## [CONSIGNE 1]
Relevez chaque personne nommée dans l'extrait sur le Covid-19 à Maurice en 2021, avec la fonction que l'extrait lui attribue.
## [CONSIGNE 2]
Poursuivez l'extrait sur le Covid-19 à Maurice en 2021 après sa dernière phrase.

## [EXTRAIT DU TEXTE]
----

De Charybde en Scylla. C’est ainsi que l’on peut résumer la fin de l’année 2020 à celle de 2021. Cette dernière, qui s’en va et que nous ne regretterons pas, a été une année où Maurice a été encore plus ébranlée par les différents variants du Covid-19, les pertes en vies humaines de 2020 s’étant décuplées. Récapitulatif d’une année noire en termes de situation sanitaire.

Après une année 2020 en demi-teinte avec le débarquement et la propagation du Covid-19 dans l’île, qui fera dix morts, les dirigeants du pays ont cru qu’avec l’application du protocole sanitaire, le respect des gestes barrières, la multiplication des tests PCR, des tests antigéniques et la quarantaine obligatoire pour tous les passagers à l’arrivée, le pays serait Covid-free, puis relatively Covid-safe. Jusqu’à ce que le Covid-19 nous rattrape.

À l’officiel, de mars 2021 à ce jour, 905 personnes sont décédées du nouveau coronavirus. C’est sans compter les personnes souffrant de comorbidités, qui ont vu une détérioration de leur état après avoir été testées positives et en sont mortes. La parcimonie avec laquelle les chiffres des décès liés au Covid-19 ont été divulgués, de même qu’à l’identification des variants en circulation dans le pays, n’a pas arrangé les choses. Là où le gouvernement n’a pas démérité, c’est dans sa campagne de vaccination, malgré quelques hoquets initiaux propres à l’introduction de tout nouveau système.

Or, à écouter les dirigeants en début d’année, on se serait cru débarrassé du nouveau coronavirus, notamment avec le commentaire du vice-Premier ministre, Steeve Obeegadoo, posté sur sa page Facebook, le 22 janvier, alors que Maurice recevait sa première cargaison de vaccins AstraZeneca/ Covishield, don du gouvernement indien : «Hard work, team spirit and dedication always pay off. We are incredibly proud we have been able to successfully contain the Covid-19 and Mauritius is a Covid-free nation.» Un laïus repris par plusieurs membres du gouvernement alors que la campagne de vaccination démarrait le 26 janvier dans les cinq hôpitaux régionaux pour les frontliners.

Le Premier ministre et les membres de son cabinet se sont fait administrer le vaccin les 6 et 7 mars, Pravind Jugnauth encourageant la population à en faire autant et le ministre de la Santé, Kailesh Jagutpal, espérant que l’immunité collective – plus de 60 % de personnes vaccinées, estimait-il – serait atteinte dans les quatre à cinq mois à venir. Le 8 mars, le ministère de la Santé ouvrait d’ailleurs la campagne de vaccination à tous les Mauriciens dans différents centres de l’île.

----

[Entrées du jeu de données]
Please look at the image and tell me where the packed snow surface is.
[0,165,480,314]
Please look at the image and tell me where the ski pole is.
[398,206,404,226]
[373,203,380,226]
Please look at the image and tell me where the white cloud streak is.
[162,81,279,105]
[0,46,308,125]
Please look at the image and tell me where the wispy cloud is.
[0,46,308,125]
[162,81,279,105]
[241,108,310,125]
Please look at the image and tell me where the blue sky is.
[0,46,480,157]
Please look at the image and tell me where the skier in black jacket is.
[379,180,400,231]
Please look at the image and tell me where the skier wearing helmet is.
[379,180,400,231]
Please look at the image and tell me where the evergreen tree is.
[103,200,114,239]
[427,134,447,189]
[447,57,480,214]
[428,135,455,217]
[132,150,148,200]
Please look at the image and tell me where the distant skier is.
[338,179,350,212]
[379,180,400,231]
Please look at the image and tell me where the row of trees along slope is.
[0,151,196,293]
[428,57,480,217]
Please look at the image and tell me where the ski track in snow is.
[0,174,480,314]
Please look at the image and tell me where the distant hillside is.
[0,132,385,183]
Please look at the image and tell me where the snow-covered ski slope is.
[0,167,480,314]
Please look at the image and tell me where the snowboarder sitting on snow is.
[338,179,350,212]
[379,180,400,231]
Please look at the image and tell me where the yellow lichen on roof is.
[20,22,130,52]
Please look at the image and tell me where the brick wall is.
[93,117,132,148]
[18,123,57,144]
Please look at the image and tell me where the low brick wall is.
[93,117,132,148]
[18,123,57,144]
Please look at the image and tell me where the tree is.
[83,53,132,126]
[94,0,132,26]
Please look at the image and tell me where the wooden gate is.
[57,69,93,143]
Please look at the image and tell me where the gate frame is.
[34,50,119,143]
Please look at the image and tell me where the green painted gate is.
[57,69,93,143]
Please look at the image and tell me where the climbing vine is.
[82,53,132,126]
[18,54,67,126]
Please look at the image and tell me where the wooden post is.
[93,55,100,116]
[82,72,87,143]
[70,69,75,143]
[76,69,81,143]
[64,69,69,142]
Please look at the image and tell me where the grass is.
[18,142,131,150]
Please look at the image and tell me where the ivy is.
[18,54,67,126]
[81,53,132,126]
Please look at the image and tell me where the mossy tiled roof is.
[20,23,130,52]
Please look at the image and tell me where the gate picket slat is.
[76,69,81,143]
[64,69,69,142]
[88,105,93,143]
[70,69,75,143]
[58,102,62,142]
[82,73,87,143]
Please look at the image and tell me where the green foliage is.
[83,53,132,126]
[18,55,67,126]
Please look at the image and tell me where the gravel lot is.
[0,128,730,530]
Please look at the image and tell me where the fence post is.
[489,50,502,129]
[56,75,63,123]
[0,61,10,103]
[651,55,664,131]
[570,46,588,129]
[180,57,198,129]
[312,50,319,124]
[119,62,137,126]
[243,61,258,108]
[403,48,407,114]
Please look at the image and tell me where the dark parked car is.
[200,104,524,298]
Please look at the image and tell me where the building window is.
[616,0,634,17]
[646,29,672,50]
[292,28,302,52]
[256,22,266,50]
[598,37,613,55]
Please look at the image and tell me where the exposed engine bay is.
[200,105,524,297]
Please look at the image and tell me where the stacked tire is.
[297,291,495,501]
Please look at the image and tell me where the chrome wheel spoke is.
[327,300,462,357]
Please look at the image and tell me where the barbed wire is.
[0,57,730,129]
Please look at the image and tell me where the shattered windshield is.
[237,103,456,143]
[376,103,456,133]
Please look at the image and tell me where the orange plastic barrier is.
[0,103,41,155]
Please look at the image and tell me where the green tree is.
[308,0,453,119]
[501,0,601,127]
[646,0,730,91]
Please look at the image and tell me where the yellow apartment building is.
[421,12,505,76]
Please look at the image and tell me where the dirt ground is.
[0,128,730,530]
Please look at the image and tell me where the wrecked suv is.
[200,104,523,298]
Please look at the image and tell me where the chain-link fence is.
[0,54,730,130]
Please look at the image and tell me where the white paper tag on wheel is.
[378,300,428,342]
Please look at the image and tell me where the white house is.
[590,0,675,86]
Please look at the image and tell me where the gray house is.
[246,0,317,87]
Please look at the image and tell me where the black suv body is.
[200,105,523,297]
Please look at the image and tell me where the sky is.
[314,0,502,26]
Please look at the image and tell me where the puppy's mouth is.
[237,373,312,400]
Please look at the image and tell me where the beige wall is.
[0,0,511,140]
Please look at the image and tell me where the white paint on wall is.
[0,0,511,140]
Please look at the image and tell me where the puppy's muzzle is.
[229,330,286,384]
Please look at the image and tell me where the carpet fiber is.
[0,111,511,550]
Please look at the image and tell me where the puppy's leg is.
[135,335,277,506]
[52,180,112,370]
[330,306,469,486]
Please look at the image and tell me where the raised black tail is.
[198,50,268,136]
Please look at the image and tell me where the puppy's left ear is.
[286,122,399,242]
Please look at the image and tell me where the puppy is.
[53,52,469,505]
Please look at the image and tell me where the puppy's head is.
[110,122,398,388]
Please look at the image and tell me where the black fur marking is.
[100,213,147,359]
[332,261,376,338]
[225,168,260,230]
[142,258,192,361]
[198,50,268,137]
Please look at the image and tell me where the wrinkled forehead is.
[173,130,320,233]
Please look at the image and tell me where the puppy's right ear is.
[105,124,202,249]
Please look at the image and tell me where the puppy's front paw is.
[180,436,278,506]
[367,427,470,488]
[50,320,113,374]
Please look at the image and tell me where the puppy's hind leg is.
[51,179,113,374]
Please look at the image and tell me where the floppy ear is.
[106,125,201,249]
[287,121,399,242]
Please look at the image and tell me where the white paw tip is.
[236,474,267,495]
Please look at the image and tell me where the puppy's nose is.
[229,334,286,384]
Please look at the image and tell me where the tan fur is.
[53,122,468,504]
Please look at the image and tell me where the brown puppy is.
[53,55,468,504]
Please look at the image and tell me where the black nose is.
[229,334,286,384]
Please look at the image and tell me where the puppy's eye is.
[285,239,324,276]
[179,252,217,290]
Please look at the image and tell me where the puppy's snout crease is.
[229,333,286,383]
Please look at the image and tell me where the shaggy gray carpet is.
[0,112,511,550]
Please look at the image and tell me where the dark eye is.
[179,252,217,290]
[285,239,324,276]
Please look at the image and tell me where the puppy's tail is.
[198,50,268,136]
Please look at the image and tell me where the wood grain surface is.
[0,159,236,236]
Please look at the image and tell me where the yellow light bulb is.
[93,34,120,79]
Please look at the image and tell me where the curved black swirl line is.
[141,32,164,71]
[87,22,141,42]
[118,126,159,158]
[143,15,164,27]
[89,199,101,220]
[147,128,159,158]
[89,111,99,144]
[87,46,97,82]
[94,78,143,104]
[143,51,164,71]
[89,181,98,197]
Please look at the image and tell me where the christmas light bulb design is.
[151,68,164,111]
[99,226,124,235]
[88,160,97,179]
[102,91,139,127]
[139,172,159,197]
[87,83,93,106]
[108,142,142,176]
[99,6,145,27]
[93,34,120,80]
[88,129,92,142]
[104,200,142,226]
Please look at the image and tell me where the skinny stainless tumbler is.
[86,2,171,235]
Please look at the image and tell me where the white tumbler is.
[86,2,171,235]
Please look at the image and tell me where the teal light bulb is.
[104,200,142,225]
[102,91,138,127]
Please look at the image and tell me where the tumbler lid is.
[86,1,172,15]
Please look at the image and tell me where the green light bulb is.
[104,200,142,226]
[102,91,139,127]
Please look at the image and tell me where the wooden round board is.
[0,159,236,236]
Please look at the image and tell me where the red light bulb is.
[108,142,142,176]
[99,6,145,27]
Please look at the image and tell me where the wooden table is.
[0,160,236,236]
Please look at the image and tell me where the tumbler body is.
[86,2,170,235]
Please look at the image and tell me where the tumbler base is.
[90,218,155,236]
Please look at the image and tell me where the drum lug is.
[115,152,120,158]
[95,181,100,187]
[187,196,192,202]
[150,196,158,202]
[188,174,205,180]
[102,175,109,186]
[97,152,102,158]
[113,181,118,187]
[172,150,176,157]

----

## [RÉPONSE RÉDIGÉE 1]
Steeve Obeegadoo, vice-Premier ministre
Pravind Jugnauth, Premier ministre
Kailesh Jagutpal, ministre de la Santé

## [RÉPONSE RÉDIGÉE 2]
La résurgence du nouveau coronavirus début mars est venue prendre tout le monde à contre-pied quand le premier cas local a été détecté. Il ne s’agissait pas de la dizaine de cas enregistrés chez SK Surat, comme on le pensait initialement. Le premier contaminé, un attendant d’un centre de quarantaine, avait été dépisté au début de février. Mais cette information importante n’a été officiellement communiquée à la population que dans la soirée du 9 mars, soit un mois après, quand le Premier ministre est venu annoncer 15 cas locaux concentrés dans une région et pas tous liés au cluster SK Surat, avec pour conséquence un confinement provisoire censé durer jusqu’au 25 mars et seuls les services essentiels autorisés à opérer.

Des zones rouges de confinement

Comme les cas ne cessaient d’augmenter dans des régions précises des hautes Plaines-Wilhems, des zones rouges ont été décrétées et leur accès interdit, avec une surveillance étroite des entrées et sorties par la Special Mobile Force. Les premières zones rouges instituées ont été La Caverne-Phoenix, Vacoas-Floréal et Curepipe-Midlands. Seules les personnes ayant un Work Access Permit (WAP) et les véhicules de transport alimentaire pouvaient y circuler. Vu que la situation ne s’améliorait pas, le 25 mars, le Premier ministre a prolongé le confinement jusqu’au 31 mars à 20 heures.

Au fil des semaines, d’autres zones rouges touchant plusieurs villages du Sud comme Tyack, Rivière-des-Anguilles, Souillac, puis une partie de Plaine-Verte, Vallée-des-Prêtres et Le Hochet, sont venues s’y ajouter. Il y a eu aussi les contradictions dans la communication gouvernementale, le communiqué du 23 mars, annonçant notamment la réouverture des marchés, dont celui de Port-Louis. Or, dans la pratique, le marché central n’a pas eu l’autorisation d’ouvrir avant le 1er avril, le Lord-maire n’ayant été averti que le 31 mars.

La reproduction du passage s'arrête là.